Summary
A self-diverting-acid based on viscoelastic surfactant (SDVA) has been
successfully used recently on numerous stimulation treatments of carbonate
formations in various fields.
The decrease of acid concentration during the spending process
viscosifies the fluid through the transformation from spherical micelles to an
entangled wormlike micellar structure while penetrating the carbonate rock. The
highly viscous fluid acts as a temporary barrier and diverts the fluid into the
remaining lower-permeability treating zones. After treatment, the SDVA barrier
breaks when contacted either by formation hydrocarbons or pre- and postflush
fluids. Quantifying diversion, fluid efficiency, and cleanup are important
factors for successful candidate selection and job design. Laboratory tests
defining these key factors are presented in this paper.

--- --- ---

Transcribe the stretch from "The decrease of" through "in this paper." in the summary on self-diverting acid.

> _Dataset extract_:
--- --- ---

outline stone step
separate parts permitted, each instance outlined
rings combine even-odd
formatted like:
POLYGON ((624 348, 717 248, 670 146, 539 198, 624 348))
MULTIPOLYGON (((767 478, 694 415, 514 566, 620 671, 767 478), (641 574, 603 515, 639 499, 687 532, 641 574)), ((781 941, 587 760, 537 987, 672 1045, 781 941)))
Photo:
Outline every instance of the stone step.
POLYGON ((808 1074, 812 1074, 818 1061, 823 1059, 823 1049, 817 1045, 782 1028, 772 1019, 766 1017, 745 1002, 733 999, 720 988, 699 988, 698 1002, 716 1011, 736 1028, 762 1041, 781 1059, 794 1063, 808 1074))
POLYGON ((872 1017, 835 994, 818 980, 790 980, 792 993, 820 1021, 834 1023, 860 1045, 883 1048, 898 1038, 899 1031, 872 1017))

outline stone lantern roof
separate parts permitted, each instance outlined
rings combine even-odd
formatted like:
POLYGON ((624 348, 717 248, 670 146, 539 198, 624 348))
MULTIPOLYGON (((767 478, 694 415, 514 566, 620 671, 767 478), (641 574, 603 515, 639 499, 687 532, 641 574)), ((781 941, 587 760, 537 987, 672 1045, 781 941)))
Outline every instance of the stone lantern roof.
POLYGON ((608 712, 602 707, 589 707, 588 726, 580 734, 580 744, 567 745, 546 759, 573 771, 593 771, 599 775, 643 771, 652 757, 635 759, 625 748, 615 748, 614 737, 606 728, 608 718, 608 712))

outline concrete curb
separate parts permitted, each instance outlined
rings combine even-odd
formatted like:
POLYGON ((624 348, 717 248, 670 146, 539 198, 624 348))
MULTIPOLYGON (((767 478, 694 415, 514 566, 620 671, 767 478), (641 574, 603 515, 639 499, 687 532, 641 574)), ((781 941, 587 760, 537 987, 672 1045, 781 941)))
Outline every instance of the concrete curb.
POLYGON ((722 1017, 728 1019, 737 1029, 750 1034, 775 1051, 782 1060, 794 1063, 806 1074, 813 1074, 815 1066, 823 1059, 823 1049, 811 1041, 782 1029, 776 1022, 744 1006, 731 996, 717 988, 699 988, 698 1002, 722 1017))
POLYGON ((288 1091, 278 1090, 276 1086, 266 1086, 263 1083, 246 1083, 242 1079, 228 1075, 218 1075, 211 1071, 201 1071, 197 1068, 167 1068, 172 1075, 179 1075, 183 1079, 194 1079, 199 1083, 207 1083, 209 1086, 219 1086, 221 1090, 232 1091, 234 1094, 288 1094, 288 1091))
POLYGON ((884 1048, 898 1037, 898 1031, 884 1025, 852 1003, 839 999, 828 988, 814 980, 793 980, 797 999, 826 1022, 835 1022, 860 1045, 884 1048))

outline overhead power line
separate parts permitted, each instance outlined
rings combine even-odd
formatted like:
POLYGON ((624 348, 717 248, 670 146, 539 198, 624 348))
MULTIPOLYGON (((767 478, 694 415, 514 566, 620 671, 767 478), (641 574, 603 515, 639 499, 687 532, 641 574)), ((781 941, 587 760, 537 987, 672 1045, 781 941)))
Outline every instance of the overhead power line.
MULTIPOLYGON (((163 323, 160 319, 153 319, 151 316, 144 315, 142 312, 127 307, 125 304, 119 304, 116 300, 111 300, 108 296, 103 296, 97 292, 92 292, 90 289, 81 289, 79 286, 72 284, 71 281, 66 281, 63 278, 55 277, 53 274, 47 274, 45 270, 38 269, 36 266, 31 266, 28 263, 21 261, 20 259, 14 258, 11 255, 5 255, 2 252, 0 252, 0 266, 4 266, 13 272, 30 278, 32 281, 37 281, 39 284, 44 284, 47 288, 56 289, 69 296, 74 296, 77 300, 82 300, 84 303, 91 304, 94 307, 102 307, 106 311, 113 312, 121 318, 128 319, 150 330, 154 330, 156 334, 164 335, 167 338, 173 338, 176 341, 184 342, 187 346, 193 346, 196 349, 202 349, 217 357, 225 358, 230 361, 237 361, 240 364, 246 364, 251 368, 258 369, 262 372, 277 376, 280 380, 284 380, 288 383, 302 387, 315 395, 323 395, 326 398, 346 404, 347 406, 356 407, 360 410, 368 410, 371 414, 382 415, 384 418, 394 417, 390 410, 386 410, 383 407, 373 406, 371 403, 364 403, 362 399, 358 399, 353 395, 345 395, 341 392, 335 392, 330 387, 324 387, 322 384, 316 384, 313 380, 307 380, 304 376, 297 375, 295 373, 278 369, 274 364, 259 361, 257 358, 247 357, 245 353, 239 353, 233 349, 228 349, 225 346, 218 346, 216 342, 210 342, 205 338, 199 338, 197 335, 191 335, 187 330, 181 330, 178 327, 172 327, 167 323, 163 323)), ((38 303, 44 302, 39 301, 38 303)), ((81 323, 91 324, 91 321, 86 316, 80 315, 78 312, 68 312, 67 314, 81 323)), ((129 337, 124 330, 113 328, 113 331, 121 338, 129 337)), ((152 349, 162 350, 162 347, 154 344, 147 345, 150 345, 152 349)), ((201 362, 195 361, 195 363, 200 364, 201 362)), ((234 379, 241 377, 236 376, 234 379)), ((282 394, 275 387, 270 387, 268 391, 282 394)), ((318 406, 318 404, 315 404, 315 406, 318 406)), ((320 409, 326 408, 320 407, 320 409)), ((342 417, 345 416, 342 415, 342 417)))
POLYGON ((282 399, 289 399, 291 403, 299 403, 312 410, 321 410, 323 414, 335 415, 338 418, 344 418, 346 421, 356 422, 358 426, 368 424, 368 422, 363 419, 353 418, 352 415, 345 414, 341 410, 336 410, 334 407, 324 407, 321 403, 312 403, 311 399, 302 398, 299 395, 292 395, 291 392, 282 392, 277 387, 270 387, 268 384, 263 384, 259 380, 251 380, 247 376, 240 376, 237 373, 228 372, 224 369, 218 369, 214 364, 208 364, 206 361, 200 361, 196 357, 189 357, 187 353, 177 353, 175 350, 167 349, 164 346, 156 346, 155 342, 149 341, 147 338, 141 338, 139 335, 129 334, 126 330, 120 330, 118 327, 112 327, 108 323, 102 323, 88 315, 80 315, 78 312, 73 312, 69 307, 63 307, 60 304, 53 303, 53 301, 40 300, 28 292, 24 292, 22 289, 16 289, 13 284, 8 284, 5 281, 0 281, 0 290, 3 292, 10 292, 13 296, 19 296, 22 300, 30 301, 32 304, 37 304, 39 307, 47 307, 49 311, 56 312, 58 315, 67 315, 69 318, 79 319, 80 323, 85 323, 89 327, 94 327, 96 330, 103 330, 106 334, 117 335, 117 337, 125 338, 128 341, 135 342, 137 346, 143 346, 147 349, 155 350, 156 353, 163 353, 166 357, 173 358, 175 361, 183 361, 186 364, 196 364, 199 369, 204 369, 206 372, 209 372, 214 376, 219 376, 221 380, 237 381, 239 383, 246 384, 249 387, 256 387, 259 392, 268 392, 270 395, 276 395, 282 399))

--- --- ---

> _Written reply_:
The decrease of acid concentration during the spending process
viscosifies the fluid through the transformation from spherical micelles to an
entangled wormlike micellar structure while penetrating the carbonate rock. The
highly viscous fluid acts as a temporary barrier and diverts the fluid into the
remaining lower-permeability treating zones. After treatment, the SDVA barrier
breaks when contacted either by formation hydrocarbons or pre- and postflush
fluids. Quantifying diversion, fluid efficiency, and cleanup are important
factors for successful candidate selection and job design. Laboratory tests
defining these key factors are presented in this paper.